O QUE FAZER:
• 1. De acordo com o trecho sobre a PrEP, por quantos dias a pessoa recebe medicamentos caso os exames apresentem resultado satisfatório?
• 2. Reproduza fielmente a parte do trecho sobre a PrEP que se inicia com as palavras que contêm "Medicamentos disponíveis gratuitamente" e se encerra com "cada quatro meses.".
• 3. Traduza para o inglês a seguinte frase do trecho sobre a PrEP: "É recomendado também o acompanhamento da função hepática e renal a cada quatro meses."

TRECHO FORNECIDO:

════════════════════

Segundo pesquisadores do tema, o perfil dos usuários reflete a dificuldade em democratizar o acesso ao PrEP em território nacional. Com isso, a prevenção acaba se concentrando entre pessoas consideradas intelectualizadas e na população branca. 

Medicamentos disponíveis gratuitamente 

Ao chegar na unidade de saúde, a pessoa interessada na prevenção passa por uma avaliação que busca investigar qual a última relação sexual desprotegida. Após a avaliação, caso a pessoa teste negativo para o HIV, é entregue medicamentos para 30 dias. Passados os 30 dias, são realizados exames para acompanhar o desempenho do rim e fígado, dois dos órgãos que lidam diretamente com o medicamento. 

Caso os exames apresentem um resultado considerado satisfatório, a pessoa recebe os medicamentos para uso em mais 120 dias. O espaço de tempo é pensado para que o interessado na prevenção se desloque até a unidade de saúde a menor quantidade de vezes ao ano. É recomendado também o acompanhamento da função hepática e renal a cada quatro meses. 

“Você vai estar no Serviço em busca da PrEP apenas três vezes ao ano. Foi feito esse alargamento para que a pessoa não se preocupe em ir todo mês até a unidade, porque isso é uma prevenção”, lembrou a enfermeira.

════════════════════

TRECHOS DOS DADOS:
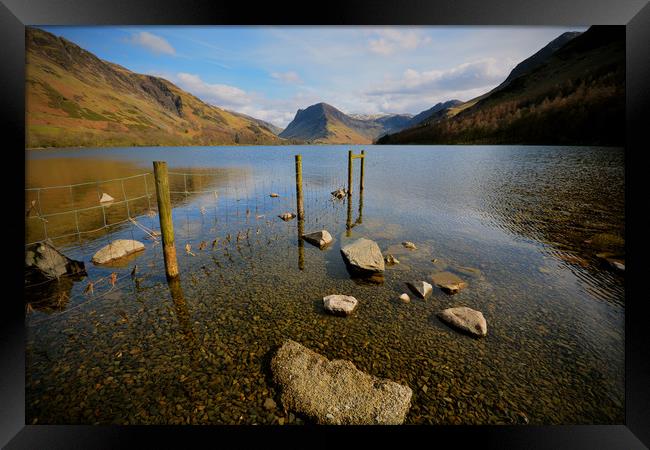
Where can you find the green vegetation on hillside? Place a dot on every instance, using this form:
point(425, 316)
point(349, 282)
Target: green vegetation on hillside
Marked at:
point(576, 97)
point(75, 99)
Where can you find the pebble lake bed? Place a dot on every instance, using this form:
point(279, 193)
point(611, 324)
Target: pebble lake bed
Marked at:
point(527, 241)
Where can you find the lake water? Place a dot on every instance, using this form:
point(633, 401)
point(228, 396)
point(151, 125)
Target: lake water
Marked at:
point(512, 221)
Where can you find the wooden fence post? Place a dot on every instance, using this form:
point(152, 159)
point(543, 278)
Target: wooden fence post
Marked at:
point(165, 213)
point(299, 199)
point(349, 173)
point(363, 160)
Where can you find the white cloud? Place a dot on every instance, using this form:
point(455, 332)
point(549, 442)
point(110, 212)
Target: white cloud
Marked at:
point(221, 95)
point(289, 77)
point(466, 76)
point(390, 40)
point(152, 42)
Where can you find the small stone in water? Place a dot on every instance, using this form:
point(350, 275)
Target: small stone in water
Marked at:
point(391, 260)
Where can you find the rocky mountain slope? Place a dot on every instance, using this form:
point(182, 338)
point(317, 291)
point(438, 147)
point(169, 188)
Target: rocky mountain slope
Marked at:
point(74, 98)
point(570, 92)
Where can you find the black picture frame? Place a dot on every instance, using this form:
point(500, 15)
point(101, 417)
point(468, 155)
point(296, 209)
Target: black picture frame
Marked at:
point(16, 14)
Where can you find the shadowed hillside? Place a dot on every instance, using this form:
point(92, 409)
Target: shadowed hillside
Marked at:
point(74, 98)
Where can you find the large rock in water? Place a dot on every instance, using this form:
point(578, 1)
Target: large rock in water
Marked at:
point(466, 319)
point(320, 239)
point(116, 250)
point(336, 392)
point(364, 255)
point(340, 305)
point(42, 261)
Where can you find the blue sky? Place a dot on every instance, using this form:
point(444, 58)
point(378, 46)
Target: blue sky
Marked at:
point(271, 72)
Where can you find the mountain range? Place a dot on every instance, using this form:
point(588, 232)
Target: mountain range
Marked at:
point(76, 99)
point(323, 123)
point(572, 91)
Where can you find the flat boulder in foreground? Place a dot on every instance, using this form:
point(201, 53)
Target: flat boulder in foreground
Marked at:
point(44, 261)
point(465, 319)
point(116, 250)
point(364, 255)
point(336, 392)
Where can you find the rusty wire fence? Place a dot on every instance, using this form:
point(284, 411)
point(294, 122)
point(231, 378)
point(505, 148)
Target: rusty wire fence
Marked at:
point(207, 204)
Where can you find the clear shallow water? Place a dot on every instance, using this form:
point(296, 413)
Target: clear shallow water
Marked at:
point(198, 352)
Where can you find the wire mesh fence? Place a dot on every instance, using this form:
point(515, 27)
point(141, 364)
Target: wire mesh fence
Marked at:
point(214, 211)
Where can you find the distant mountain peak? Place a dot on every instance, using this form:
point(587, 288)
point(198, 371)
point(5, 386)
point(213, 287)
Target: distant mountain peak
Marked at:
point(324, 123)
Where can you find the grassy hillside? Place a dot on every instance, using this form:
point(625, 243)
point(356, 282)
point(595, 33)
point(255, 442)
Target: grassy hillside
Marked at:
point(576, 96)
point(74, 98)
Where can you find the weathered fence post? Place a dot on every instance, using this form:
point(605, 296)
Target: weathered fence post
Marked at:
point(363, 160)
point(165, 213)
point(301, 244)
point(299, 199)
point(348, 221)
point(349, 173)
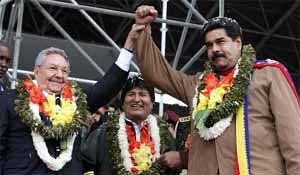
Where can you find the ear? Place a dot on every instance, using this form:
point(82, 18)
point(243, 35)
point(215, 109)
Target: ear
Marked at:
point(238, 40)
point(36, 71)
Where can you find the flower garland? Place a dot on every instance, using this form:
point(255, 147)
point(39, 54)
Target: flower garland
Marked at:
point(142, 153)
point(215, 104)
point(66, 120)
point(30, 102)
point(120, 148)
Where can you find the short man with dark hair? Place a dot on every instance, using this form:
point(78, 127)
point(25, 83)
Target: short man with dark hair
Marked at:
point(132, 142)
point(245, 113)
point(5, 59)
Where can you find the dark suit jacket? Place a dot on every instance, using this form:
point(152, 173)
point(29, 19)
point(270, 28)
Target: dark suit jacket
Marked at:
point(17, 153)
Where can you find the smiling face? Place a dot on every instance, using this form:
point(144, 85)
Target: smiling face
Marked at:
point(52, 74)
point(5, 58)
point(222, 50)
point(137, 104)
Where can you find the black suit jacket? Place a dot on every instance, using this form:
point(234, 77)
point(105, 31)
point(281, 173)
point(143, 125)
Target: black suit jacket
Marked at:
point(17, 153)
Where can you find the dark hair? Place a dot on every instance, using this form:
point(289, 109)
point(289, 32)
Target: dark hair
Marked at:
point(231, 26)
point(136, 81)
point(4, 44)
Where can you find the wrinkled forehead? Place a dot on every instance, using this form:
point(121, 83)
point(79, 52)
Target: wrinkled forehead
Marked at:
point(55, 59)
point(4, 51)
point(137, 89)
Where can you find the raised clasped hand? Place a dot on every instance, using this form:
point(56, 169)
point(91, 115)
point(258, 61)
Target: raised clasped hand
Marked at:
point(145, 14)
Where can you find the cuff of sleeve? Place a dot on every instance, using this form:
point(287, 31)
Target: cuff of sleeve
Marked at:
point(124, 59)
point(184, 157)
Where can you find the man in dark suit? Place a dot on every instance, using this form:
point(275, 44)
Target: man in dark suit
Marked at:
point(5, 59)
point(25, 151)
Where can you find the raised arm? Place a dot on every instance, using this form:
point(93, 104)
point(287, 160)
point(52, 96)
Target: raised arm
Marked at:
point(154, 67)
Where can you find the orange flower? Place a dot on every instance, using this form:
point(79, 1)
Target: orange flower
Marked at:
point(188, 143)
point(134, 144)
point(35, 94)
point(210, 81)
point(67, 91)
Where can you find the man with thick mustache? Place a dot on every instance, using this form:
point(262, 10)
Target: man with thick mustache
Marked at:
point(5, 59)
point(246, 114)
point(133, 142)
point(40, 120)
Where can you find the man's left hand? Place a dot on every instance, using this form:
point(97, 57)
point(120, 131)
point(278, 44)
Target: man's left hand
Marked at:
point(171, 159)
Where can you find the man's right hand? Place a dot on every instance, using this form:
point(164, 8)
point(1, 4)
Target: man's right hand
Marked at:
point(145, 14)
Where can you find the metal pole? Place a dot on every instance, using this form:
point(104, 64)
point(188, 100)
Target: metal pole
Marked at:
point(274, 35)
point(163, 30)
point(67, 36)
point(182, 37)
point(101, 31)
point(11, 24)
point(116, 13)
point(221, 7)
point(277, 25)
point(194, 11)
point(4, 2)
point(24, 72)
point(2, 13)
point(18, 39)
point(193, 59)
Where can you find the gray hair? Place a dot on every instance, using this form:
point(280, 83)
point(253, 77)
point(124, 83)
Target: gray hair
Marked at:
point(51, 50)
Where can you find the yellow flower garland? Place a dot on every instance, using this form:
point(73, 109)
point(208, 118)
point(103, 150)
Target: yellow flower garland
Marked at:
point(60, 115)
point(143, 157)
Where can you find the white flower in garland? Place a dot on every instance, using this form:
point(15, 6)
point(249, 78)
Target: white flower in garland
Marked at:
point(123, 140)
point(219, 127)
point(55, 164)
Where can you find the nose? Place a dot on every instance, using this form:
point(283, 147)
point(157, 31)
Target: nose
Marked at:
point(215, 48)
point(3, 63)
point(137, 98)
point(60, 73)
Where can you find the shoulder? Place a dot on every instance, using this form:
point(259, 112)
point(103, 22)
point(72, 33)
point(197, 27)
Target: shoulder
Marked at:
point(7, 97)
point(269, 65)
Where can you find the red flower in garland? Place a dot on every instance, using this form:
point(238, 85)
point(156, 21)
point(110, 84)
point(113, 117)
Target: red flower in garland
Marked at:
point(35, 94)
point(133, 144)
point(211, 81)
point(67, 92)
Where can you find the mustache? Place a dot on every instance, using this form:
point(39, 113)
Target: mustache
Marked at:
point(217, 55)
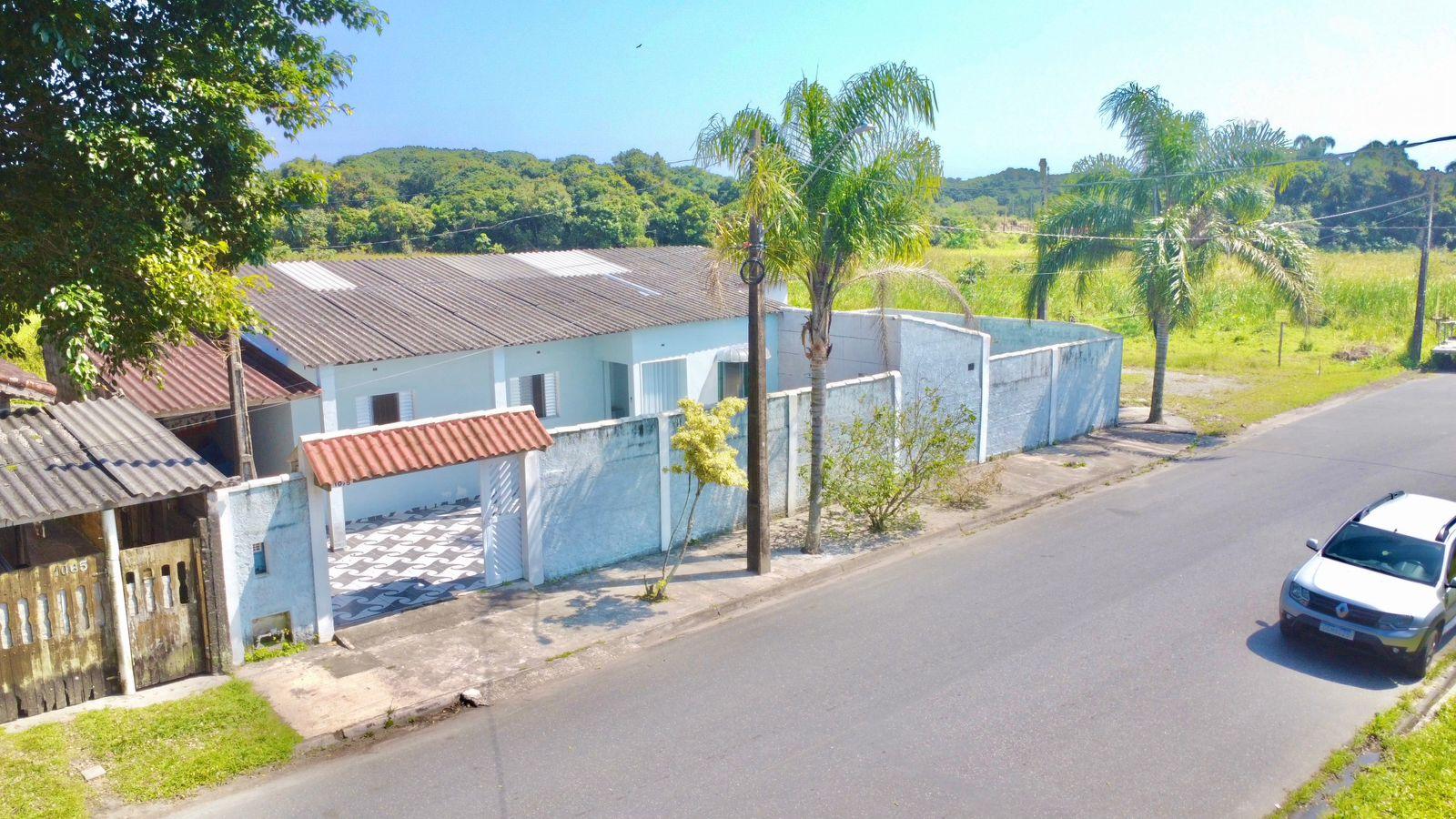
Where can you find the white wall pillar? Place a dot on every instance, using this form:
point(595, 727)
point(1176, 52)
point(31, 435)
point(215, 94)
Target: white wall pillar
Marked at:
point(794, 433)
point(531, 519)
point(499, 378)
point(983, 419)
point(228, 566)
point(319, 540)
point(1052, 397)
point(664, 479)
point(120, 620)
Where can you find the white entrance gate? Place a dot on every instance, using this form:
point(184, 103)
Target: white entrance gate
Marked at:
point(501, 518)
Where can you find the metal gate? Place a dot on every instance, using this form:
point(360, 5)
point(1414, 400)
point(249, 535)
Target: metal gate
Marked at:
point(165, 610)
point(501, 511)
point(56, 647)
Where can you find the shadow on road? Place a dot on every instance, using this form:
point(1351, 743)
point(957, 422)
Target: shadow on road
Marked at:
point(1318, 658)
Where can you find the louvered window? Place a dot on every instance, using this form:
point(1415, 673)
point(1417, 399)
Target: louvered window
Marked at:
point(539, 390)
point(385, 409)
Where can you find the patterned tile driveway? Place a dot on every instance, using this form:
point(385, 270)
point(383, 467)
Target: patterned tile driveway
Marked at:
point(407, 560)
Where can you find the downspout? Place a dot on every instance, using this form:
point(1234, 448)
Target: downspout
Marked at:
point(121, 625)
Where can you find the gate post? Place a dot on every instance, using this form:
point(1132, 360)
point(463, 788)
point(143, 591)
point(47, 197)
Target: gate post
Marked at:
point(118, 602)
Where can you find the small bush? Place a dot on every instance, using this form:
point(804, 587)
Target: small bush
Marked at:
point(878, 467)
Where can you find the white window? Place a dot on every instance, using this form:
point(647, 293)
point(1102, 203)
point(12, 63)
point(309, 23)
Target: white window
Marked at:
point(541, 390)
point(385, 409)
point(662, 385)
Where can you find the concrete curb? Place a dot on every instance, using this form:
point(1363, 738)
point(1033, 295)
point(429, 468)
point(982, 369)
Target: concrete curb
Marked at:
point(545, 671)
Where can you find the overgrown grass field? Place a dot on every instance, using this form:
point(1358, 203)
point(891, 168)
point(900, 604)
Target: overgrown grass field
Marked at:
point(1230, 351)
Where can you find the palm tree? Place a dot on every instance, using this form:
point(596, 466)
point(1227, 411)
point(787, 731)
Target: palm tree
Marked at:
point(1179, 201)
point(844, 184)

════════════════════

RESPOSTAS POR TAREFA:
• 1. Por mais 120 dias.

• 2.
Medicamentos disponíveis gratuitamente 

Ao chegar na unidade de saúde, a pessoa interessada na prevenção passa por uma avaliação que busca investigar qual a última relação sexual desprotegida. Após a avaliação, caso a pessoa teste negativo para o HIV, é entregue medicamentos para 30 dias. Passados os 30 dias, são realizados exames para acompanhar o desempenho do rim e fígado, dois dos órgãos que lidam diretamente com o medicamento. 

Caso os exames apresentem um resultado considerado satisfatório, a pessoa recebe os medicamentos para uso em mais 120 dias. O espaço de tempo é pensado para que o interessado na prevenção se desloque até a unidade de saúde a menor quantidade de vezes ao ano. É recomendado também o acompanhamento da função hepática e renal a cada quatro meses.

• 3. Monitoring of liver and kidney function every four months is also recommended.